What is expected =
Transcribe exactly the line containing "Where can you spot the twig?" and every line after it, through the end of the records below.

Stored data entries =

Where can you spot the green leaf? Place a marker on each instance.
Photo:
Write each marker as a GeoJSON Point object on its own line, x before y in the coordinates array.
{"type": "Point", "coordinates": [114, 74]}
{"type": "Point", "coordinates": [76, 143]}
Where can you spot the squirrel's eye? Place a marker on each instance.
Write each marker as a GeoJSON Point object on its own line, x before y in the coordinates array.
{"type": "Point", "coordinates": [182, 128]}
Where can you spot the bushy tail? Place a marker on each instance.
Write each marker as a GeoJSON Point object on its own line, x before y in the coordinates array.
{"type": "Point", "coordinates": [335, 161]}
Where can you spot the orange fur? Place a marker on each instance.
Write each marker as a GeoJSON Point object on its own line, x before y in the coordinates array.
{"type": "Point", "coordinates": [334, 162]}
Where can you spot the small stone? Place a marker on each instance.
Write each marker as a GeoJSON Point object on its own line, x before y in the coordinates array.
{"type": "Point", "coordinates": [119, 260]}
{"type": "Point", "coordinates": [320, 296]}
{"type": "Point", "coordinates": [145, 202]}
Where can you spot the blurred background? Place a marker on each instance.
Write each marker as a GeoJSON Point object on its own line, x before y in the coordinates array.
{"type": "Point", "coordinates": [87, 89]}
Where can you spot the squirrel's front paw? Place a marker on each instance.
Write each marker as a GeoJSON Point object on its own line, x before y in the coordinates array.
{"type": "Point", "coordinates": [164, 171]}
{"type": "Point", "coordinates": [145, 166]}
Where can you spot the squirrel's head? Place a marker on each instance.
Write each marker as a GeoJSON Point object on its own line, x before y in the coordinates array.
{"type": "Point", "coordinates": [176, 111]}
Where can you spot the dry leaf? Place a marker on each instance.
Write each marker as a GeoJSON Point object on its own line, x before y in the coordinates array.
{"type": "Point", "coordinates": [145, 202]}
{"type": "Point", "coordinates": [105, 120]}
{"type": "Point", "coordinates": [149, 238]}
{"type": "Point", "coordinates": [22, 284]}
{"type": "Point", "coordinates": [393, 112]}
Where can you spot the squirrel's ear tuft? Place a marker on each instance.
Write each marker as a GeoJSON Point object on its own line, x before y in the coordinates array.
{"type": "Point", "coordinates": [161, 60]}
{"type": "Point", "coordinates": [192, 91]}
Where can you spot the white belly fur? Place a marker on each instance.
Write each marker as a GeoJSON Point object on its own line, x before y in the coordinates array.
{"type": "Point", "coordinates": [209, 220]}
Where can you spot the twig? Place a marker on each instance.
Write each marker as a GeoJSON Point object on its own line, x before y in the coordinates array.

Result below =
Where can you spot the twig? Place a marker on each instance.
Write each marker as a GeoJSON Point object on its own line, x before y in the coordinates array.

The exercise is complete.